• Request a
Return the listing that follows the forum thread without changes, starting at its first line and continuing up to and including the line that contains "208,2,358,213".

Start of Excerpt

# Greens theorem

1. Jul 30, 2011

### Telemachus

Hi. I have a problem with this exercise. I wanted to verify the greens theorem for the vector field $$F(x,y)=(3x+2y,x-y)$$ over the path $$\lambda[0,2\pi]\rightarrow{\mathbb{R}^2},\lambda(t)=(\cos t, \sin t)$$

The Green theorem says: $$\displaystyle\int_{C^+}Pdx+Qdy=\displaystyle\int_{}\int_{D}\left (\frac{{\partial Q}}{{\partial x}}-\frac{{\partial P}}{{\partial y}}\right ) dxdy$$
and I have: $$P(x,y)=x-y,Q(x,y)=3x+2y$$

So then I've made the line integral:
$$\displaystyle\int_{0}^{2\pi}\left [-(3\cos t +2 \sin t)\sin t+ (cos t -\sin t)\cos t\right ]dt=-\pi$$
Creo que esto esta bien, la integral la resolví con la computadora para no tener problemas :p

And then the double integral:
$$\displaystyle\int_{-1}^{1}\int_{-\sqrt[ ]{1-x^2}}^{\sqrt[ ]{1-x^2}}(1-2y)dydx=\pi$$

The problem is clearly with the sign. The mistake I think I've committed was putting on the reverse the integral limits for the double integral. I think that x should go from 1 to -1, but the thing is I don't know why. So I'm not pretty sure on how to determine the integral limits on this cases. I've tried to think about the parametrization, but I don't know what to do so. Its clear to me that the parametrization plays an important role in the sign of the integral. But I don't know how to reason this, so I wanted some help and suggestions. I'm not pretty sure if green theorem only reefers to positive oriented paths, if it isn't its clear to me that the parametrization, which determines the orientation of the path plays a determinant role over the limits of integration, because inverting the limits I get the opposite sign for the integral, right?

Bye there.

Last edited: Jul 30, 2011
2. Jul 30, 2011

### dyem

You did something wrong: P=3x+2y, Q=x-y.
With that, if you do the calculus the answer is right.

3. Jul 31, 2011

### Telemachus

Thanks, I've found the mistake :D

End of Excerpt

• Request b
Retype the part of the Green's theorem thread above that runs from "The problem is" up to and including "the integral, right?", keeping every character unchanged.

Start of Source records

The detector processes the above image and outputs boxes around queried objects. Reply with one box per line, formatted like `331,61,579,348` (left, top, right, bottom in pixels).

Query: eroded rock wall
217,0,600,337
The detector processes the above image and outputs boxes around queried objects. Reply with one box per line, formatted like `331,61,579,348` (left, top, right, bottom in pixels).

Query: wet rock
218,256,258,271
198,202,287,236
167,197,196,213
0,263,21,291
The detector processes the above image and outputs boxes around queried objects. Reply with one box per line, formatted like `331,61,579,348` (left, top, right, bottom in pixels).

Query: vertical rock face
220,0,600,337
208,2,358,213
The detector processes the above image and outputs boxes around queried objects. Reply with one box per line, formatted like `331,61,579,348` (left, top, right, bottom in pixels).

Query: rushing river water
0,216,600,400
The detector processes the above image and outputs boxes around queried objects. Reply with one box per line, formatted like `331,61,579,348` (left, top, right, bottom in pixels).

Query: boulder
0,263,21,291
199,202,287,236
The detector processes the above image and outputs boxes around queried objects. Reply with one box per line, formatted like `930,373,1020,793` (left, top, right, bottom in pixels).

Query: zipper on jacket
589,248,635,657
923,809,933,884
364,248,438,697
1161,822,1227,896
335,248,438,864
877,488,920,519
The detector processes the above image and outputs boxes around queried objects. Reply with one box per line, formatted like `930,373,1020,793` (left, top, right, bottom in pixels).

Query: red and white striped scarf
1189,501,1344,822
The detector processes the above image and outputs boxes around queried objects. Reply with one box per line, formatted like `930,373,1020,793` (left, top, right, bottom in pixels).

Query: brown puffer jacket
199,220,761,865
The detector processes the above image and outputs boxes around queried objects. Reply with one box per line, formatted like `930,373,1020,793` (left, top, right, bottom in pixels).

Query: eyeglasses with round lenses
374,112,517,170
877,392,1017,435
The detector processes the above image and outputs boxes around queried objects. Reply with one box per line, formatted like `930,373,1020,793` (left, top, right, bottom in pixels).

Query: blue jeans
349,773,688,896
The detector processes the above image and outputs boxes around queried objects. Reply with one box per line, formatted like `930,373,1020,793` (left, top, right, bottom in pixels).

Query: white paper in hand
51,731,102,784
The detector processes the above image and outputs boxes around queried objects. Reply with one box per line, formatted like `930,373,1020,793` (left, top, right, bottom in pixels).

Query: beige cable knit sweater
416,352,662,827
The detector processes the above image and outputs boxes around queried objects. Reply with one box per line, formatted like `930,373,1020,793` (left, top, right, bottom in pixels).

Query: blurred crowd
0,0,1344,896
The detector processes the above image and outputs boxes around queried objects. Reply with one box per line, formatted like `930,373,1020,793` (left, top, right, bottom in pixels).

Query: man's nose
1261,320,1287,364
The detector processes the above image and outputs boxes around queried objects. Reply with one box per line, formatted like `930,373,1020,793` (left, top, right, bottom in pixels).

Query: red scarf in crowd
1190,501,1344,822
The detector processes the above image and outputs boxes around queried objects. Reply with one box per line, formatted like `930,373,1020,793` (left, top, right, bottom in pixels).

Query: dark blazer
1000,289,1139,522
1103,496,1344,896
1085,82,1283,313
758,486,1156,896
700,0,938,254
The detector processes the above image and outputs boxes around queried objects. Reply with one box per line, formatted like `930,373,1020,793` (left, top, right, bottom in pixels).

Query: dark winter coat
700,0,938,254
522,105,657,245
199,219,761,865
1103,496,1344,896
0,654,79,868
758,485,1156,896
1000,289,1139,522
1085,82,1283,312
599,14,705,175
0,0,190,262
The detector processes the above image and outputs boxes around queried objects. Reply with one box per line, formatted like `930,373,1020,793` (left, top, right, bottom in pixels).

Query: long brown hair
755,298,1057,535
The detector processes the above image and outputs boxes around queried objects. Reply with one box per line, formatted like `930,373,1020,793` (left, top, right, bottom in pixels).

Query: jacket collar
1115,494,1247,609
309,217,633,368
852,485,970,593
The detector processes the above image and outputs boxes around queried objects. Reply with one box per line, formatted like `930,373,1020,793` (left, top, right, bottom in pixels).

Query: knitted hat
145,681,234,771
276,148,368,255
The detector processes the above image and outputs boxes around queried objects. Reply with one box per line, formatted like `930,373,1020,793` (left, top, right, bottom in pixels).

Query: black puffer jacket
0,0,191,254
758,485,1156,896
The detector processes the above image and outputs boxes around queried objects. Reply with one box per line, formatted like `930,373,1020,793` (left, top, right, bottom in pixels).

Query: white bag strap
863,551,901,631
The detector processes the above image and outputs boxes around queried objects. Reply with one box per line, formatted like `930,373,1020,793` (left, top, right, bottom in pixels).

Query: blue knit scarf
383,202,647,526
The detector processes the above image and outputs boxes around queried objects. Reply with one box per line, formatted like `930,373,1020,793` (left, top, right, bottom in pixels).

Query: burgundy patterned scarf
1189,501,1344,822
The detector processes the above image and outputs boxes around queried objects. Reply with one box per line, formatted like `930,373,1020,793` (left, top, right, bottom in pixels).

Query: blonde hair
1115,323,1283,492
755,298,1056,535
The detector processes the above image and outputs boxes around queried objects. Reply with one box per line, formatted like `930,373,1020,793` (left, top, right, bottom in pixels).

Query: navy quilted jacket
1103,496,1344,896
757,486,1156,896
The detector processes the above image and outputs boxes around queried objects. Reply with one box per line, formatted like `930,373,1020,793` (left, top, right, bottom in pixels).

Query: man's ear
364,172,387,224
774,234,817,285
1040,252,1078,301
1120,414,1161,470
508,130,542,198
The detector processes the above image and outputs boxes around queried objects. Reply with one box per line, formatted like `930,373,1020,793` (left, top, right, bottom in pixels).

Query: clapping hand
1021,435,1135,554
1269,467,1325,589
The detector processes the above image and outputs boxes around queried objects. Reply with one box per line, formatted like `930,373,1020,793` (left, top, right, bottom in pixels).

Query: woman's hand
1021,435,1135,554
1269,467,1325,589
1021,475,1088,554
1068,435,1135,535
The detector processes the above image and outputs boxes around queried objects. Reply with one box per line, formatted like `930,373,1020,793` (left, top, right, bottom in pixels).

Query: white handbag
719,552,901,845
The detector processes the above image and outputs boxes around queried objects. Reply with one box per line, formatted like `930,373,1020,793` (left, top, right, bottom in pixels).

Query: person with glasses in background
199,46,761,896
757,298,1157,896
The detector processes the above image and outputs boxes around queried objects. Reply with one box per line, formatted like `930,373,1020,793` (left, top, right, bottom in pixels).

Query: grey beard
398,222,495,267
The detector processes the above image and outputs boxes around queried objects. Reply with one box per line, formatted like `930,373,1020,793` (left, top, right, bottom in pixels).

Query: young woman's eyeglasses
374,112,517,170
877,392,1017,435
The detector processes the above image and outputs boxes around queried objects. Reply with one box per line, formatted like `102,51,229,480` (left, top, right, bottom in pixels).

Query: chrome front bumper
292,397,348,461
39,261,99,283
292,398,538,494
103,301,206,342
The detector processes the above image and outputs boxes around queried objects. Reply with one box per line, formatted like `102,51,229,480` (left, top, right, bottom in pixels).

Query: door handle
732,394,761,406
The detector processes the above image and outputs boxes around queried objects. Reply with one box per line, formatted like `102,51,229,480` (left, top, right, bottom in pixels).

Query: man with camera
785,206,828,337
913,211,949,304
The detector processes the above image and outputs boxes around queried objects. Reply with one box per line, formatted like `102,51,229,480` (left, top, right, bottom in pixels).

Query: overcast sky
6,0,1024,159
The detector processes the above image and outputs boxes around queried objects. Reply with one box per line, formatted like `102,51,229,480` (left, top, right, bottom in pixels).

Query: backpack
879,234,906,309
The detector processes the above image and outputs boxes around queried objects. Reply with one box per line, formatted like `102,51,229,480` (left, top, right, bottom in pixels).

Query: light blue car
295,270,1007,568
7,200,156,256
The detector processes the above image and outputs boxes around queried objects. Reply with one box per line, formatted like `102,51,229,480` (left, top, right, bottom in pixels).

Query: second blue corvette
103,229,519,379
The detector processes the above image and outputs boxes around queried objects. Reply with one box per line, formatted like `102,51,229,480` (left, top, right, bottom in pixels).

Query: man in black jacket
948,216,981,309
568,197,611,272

End of Source records

• Expected output a
The detector processes the above image and outputs boxes around queried objects. Reply with one box per line, formatted like `331,61,579,348` (left, top, right, bottom in pixels).

Query: eroded rock wall
217,0,600,337
The detector processes the above image and outputs boxes around queried objects. Reply with one box per line, formatted like `331,61,579,348` (left, top, right, bottom in pixels).

Query: wet rock
218,256,258,271
198,202,287,236
167,197,196,213
0,263,21,291
The detector processes the above image and outputs boxes around queried objects. Reply with one box per line, formatted like `331,61,579,348` (left, top, right, bottom in pixels).

Query: vertical rock face
220,0,600,337
208,2,358,213

• Expected output b
The problem is clearly with the sign. The mistake I think I've committed was putting on the reverse the integral limits for the double integral. I think that x should go from 1 to -1, but the thing is I don't know why. So I'm not pretty sure on how to determine the integral limits on this cases. I've tried to think about the parametrization, but I don't know what to do so. Its clear to me that the parametrization plays an important role in the sign of the integral. But I don't know how to reason this, so I wanted some help and suggestions. I'm not pretty sure if green theorem only reefers to positive oriented paths, if it isn't its clear to me that the parametrization, which determines the orientation of the path plays a determinant role over the limits of integration, because inverting the limits I get the opposite sign for the integral, right?